▸ **Consignes de travail**
Dites si chaque affirmation ci-dessous concorde avec le texte sur le programme ProFamille, en répondant par oui ou par non et en citant les mots décisifs du texte.
(a) Les séances du premier module durent 4 heures.
(b) Le programme ProFamille allège le fardeau psychologique des participants.
(c) Le groupe peut accueillir de nouveaux participants en cours de route.

▸ **Texte d'étude**
========================================================================

Le message transmis aux participants est le suivant : “Le fardeau psychologique que vous portez en raison de la maladie de votre proche est très lourd à porter pour certains. Le programme ProFamille ne va pas l’alléger, car il ne change pas la réalité de la situation que vous vivez. En revanche il peut vous “muscler” de telle sorte que ce fardeau vous paraisse plus léger”.
Quelle organisation ?
Les séances du premier module ont une durée de 4 heures avec une pause de 15mn en milieu de séance.
C’est un groupe fermé avec en général 12 participants qui s’engagent par écrit à assister à toutes les séances.
Contenu général du programme
- Éducation sur la maladie : modifier les attributions, permettre de comprendre.
- Développer des habiletés relationnelles : améliorer sa relation avec le malade, baisser la tension, mieux aider le malade.
- Gestion des émotions et développement de cognitions adaptées : prendre plus de plaisir.
- Développer des ressources : tenir sur la durée et pouvoir faire face à des aléas et préparer l’avenir.

========================================================================

Données de pointage d'expressions référentielles

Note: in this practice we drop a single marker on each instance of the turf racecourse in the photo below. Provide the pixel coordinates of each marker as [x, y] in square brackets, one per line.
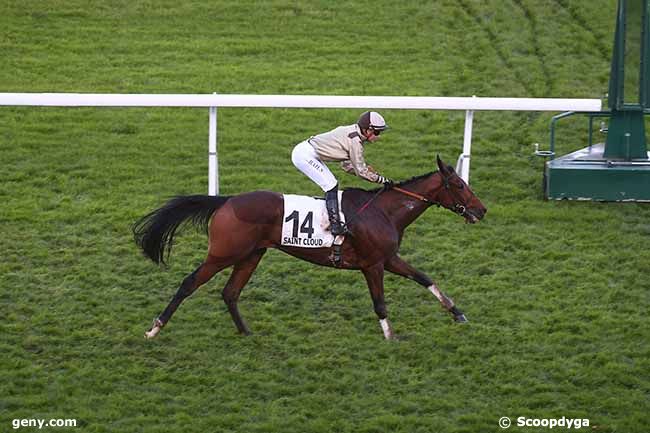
[557, 293]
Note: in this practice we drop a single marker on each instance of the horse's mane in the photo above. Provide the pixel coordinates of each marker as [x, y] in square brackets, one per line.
[400, 184]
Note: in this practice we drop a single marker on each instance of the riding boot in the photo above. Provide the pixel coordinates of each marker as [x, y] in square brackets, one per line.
[332, 205]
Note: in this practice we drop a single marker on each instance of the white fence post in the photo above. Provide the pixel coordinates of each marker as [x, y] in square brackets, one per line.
[213, 161]
[462, 166]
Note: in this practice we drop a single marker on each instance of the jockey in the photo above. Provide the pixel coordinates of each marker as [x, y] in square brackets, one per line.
[343, 144]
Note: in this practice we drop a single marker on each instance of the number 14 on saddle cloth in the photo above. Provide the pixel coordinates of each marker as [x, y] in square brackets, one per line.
[305, 222]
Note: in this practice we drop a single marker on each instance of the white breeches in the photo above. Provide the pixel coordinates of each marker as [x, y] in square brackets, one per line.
[305, 158]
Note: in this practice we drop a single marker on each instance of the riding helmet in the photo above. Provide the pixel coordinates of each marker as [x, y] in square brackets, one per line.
[372, 119]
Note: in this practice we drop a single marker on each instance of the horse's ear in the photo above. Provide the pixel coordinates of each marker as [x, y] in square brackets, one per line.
[441, 165]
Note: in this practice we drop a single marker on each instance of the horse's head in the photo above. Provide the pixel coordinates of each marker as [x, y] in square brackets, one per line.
[455, 195]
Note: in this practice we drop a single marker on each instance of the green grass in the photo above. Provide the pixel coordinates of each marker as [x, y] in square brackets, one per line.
[557, 293]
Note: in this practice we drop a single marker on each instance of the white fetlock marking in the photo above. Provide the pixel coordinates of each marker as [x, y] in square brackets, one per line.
[151, 334]
[436, 292]
[155, 329]
[385, 326]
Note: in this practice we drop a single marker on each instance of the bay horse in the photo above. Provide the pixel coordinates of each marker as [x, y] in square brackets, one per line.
[240, 228]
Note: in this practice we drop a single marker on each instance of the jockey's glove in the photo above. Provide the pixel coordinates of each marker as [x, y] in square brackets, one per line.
[388, 183]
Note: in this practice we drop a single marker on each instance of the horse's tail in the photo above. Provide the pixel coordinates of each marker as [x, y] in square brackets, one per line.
[154, 233]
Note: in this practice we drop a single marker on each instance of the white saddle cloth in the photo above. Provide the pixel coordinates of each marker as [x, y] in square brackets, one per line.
[305, 222]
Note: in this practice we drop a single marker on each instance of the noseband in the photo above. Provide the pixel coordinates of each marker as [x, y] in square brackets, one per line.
[458, 208]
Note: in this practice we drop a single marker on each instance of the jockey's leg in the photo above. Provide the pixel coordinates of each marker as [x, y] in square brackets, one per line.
[332, 205]
[305, 158]
[398, 266]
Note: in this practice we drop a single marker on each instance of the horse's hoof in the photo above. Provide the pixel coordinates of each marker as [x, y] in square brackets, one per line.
[155, 329]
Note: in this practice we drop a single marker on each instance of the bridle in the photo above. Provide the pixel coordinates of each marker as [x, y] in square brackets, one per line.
[458, 208]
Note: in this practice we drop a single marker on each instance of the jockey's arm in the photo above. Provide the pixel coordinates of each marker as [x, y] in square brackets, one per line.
[357, 165]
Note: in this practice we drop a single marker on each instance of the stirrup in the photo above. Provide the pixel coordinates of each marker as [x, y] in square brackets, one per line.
[343, 229]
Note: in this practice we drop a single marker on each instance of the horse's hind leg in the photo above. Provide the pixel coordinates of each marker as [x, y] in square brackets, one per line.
[375, 279]
[398, 266]
[241, 273]
[193, 281]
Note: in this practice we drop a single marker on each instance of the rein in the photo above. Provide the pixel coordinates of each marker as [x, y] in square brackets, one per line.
[458, 208]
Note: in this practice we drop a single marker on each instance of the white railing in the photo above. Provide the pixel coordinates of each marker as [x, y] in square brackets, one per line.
[468, 104]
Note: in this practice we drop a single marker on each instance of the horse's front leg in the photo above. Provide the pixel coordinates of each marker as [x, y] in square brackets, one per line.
[375, 279]
[398, 266]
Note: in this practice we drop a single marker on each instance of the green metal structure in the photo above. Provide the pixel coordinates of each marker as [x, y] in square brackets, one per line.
[619, 169]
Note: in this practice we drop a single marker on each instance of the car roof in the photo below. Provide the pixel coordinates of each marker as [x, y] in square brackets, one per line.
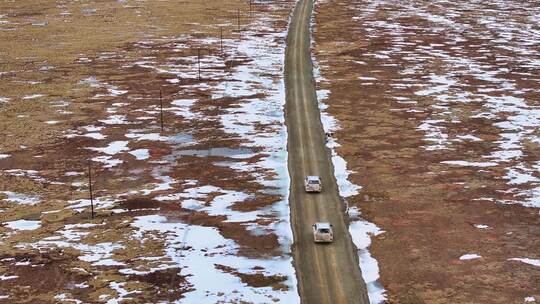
[322, 225]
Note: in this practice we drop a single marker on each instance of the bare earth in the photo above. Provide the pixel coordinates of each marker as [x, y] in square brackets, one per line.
[438, 107]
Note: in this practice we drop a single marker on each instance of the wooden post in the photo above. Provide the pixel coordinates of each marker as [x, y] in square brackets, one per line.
[161, 107]
[199, 62]
[239, 20]
[221, 36]
[90, 187]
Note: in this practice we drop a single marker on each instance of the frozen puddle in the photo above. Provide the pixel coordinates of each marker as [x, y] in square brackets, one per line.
[23, 225]
[469, 256]
[20, 198]
[208, 249]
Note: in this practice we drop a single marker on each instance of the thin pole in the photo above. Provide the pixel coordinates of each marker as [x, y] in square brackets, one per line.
[161, 107]
[90, 187]
[221, 35]
[199, 62]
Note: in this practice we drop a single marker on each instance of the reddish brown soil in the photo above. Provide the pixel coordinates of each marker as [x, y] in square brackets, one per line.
[425, 208]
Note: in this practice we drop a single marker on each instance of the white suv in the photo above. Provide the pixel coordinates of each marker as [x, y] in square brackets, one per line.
[312, 183]
[322, 232]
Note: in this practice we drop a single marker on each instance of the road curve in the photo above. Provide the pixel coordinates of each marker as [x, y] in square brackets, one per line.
[327, 273]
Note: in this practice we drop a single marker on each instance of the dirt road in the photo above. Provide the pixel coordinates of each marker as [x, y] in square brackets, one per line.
[327, 273]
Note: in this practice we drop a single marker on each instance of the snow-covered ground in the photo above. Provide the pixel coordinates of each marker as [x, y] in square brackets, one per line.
[212, 262]
[468, 72]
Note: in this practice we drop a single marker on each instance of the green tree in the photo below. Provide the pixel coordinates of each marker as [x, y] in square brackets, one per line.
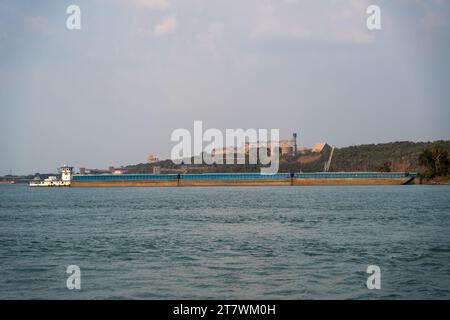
[435, 160]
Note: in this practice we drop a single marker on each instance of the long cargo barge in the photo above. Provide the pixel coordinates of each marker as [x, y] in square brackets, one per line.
[242, 179]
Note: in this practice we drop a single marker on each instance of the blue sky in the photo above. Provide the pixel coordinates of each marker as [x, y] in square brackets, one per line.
[112, 92]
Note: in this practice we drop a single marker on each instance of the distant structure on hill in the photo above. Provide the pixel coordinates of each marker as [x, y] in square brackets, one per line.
[320, 147]
[152, 159]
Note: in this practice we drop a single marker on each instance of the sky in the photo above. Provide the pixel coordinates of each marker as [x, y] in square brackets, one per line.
[112, 92]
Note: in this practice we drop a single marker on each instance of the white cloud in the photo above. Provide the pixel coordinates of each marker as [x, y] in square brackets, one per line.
[150, 4]
[167, 26]
[323, 21]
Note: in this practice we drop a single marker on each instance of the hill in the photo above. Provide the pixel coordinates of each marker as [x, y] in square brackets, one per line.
[385, 157]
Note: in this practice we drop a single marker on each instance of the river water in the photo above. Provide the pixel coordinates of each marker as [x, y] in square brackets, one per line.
[225, 242]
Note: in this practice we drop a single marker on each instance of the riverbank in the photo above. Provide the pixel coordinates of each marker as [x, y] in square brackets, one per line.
[435, 181]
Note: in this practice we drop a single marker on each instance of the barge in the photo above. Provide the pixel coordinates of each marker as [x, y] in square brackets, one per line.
[243, 179]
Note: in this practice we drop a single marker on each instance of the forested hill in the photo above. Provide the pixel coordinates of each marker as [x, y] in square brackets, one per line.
[394, 156]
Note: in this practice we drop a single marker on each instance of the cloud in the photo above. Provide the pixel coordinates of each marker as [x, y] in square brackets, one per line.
[150, 4]
[167, 26]
[38, 25]
[321, 21]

========================================================================

▸ **Résultat**
(a) Oui : « Les séances du premier module ont une durée de 4 heures ».
(b) Non : « Le programme ProFamille ne va pas l’alléger ».
(c) Non : « C’est un groupe fermé ».